Excerpted passage:
## START

The results demonstrated that copy papers which have similar filler types and contents were hard to classify.

Fig. 9. EDX spectra of copy papers (a: Sample A, b: Sample E, c: Sample H)

ATR-IR Data

The spectra data were collected in the range of 4,000 to 400 cm−1. However, as the key peaks associated with cellulose, hemicellulose, lignin, and moisture, which are major components of paper, are typically found in the range of 1,800 to 800 cm−1, only the spectral region within 1,800 to 800 cm−1 was extracted and utilized for this study.

By focusing on this specific spectral range, the characteristic peaks relevant to the identification and analysis of cellulose, hemicellulose, lignin, and moisture in paper samples could be evaluated. This selective extraction of the spectral data allowed for a more precise and efficient analysis of paper composition and its constituents (Kim and Eom 2016).

## END

Directive a: According to the passage on ATR-IR data, which spectral region was extracted and used for the study?

Provided data:
## START

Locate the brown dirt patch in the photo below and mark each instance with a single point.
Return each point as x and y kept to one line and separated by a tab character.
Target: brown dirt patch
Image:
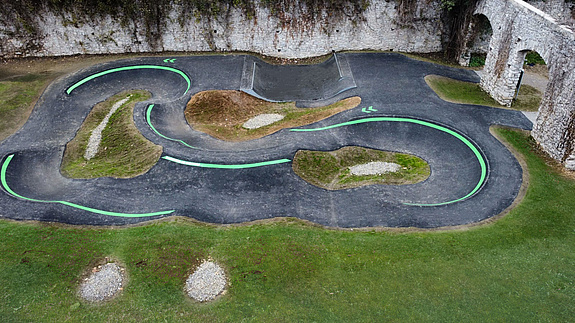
221	114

## END

Directive b: Arrange the lines of the listing above as a numbered list, omitting blank lines and leaving the picture out.

Expected output a: The region from 1,800 to 800 cm−1.

Expected output b:
1. Locate the brown dirt patch in the photo below and mark each instance with a single point.
2. Return each point as x and y kept to one line and separated by a tab character.
3. Target: brown dirt patch
4. Image:
5. 221	114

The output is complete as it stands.